## Entries provided
**********

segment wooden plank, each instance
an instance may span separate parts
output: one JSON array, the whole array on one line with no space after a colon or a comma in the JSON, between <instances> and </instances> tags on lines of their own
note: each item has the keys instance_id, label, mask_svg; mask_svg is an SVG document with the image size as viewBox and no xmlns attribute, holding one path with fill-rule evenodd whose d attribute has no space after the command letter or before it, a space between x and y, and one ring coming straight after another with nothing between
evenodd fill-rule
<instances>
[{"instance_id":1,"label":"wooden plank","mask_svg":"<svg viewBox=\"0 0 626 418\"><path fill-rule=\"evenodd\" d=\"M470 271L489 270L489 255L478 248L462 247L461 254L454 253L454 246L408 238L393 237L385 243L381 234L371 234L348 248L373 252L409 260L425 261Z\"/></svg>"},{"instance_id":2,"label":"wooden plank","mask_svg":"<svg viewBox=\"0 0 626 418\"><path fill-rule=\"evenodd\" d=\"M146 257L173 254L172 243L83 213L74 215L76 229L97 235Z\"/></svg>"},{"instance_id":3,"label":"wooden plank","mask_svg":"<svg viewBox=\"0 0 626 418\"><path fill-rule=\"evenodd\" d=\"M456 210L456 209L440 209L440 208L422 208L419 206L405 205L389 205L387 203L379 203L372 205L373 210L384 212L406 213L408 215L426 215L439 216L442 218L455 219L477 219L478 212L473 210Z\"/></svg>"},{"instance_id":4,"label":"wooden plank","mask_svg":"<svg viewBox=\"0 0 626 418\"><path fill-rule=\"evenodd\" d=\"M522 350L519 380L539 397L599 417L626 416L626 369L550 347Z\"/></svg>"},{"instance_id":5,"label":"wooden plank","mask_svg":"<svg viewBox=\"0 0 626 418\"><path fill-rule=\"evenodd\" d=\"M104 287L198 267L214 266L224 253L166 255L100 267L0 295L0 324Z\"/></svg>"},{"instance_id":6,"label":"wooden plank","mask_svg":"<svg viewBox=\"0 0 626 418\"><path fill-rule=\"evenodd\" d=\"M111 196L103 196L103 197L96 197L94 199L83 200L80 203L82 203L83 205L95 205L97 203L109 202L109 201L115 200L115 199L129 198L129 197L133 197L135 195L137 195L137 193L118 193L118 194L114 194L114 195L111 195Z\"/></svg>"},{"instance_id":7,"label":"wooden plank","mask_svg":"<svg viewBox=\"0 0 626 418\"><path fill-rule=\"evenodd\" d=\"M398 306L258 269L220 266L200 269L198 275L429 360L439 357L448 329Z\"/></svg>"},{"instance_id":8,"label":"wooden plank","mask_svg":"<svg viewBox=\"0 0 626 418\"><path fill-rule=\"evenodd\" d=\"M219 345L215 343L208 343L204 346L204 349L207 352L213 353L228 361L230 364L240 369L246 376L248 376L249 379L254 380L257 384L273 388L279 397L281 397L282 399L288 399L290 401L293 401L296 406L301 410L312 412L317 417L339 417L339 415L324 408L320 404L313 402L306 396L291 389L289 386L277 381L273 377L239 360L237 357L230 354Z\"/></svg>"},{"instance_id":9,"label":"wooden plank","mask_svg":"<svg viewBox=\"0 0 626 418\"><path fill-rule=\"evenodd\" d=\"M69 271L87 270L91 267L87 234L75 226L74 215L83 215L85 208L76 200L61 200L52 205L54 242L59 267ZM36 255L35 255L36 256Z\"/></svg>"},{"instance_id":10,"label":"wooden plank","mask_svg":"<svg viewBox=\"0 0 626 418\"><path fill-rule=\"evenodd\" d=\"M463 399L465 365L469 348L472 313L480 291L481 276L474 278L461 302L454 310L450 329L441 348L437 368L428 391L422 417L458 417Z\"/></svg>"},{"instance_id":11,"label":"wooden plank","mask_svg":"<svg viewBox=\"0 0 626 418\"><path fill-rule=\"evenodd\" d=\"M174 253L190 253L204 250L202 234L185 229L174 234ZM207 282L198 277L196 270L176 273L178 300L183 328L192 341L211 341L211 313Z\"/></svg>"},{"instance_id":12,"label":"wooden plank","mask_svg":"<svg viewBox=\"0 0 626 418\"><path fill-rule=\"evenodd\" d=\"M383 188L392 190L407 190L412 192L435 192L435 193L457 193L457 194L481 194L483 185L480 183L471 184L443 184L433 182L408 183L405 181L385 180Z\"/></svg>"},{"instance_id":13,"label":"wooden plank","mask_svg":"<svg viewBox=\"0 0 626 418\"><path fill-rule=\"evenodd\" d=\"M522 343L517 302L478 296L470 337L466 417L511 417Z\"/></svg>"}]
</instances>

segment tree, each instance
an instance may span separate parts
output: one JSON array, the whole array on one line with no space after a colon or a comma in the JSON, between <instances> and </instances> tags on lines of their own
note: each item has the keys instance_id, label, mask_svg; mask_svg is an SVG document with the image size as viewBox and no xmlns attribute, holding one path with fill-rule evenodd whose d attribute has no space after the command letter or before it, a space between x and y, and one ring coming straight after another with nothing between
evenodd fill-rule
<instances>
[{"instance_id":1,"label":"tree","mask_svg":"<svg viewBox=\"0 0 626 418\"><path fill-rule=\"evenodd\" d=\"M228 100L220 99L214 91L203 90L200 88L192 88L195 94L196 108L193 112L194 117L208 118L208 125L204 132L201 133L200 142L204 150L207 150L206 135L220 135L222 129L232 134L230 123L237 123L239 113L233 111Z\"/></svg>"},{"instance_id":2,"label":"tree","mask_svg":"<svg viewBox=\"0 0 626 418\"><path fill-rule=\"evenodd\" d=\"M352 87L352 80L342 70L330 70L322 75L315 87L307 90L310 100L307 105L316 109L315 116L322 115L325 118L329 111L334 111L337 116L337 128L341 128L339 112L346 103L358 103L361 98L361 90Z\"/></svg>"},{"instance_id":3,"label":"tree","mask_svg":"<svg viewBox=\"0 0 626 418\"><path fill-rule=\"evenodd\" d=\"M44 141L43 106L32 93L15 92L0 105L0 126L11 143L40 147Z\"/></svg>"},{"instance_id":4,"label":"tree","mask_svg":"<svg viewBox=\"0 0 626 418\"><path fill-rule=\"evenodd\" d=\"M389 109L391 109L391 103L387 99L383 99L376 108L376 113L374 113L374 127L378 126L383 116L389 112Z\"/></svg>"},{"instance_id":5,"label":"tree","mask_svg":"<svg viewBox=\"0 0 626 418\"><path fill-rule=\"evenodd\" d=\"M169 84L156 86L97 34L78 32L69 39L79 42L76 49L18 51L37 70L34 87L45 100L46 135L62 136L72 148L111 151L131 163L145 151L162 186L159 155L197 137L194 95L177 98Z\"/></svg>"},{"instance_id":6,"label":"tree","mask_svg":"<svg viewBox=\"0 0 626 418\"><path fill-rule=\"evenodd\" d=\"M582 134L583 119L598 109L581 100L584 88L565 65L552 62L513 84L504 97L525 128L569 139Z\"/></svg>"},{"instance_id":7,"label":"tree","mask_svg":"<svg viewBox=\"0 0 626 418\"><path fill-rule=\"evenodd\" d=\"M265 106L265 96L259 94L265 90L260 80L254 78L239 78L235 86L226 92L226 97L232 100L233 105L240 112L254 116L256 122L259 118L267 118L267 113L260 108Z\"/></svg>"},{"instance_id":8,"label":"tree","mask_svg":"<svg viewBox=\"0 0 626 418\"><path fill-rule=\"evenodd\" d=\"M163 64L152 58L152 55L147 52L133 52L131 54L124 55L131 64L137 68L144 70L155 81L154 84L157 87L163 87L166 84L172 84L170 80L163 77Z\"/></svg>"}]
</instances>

**********

## What you have to do
Report each line in the data that holds the word "segment".

## Result of the exercise
segment wooden plank, each instance
segment tree, each instance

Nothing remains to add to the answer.